◆ **Your goal**
Render as a JSON list of strings, one string per line, every line from the one containing "For every instance of the man's hand, the" down to the last line, skipping any blank lines.

Object position labeling lines:
● ● ● ●

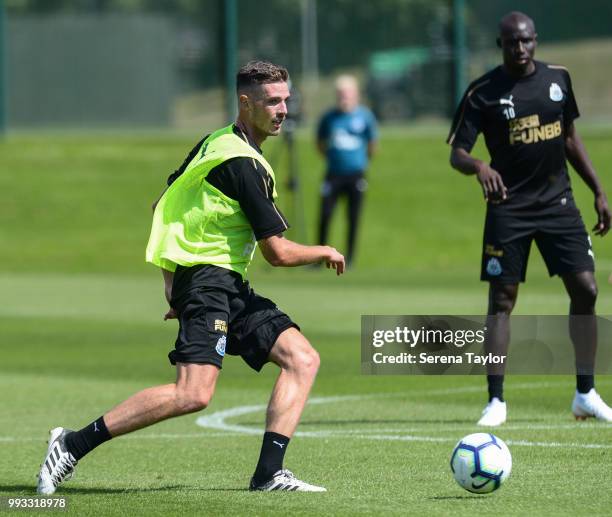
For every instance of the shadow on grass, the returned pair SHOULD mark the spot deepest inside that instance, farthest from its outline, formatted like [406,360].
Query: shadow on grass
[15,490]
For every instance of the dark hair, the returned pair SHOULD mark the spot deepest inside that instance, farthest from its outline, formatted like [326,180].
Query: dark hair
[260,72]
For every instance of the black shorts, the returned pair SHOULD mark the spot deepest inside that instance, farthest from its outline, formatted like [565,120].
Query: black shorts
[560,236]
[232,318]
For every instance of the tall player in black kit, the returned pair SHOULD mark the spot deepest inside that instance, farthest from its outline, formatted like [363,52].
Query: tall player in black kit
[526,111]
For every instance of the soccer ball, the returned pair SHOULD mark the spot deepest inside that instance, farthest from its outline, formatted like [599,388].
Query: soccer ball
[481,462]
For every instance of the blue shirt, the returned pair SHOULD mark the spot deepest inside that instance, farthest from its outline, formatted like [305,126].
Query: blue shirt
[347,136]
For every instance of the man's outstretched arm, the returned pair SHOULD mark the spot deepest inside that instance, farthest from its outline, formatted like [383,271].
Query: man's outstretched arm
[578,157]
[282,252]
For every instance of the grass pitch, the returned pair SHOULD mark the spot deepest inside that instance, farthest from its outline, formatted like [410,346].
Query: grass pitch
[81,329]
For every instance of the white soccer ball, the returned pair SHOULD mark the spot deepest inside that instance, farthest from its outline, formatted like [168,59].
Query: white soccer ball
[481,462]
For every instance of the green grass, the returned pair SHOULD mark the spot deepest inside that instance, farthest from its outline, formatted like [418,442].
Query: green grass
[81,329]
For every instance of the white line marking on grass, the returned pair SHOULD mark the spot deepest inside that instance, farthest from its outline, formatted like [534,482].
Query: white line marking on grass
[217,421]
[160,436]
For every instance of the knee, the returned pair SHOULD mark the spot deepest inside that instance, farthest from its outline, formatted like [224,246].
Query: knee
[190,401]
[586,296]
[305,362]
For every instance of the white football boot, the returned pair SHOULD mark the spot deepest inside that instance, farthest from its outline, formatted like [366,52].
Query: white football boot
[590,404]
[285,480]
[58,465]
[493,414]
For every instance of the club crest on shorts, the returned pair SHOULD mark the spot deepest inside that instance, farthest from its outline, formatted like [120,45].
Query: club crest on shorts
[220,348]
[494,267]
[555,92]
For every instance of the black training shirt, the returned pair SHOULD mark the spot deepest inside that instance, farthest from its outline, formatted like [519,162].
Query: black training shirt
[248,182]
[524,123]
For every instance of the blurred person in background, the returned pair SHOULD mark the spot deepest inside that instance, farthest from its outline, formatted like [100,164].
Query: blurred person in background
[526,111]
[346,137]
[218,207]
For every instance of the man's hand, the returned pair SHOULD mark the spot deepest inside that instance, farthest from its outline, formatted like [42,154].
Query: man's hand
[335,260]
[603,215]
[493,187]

● ● ● ●

◆ **Exercise response**
[
  "For every instance of the man's hand, the returned pair SHOULD mark the spot deepest inside that instance, farthest from its outline, formatted like [42,154].",
  "Query: man's hand",
  "[335,260]",
  "[603,215]",
  "[493,187]"
]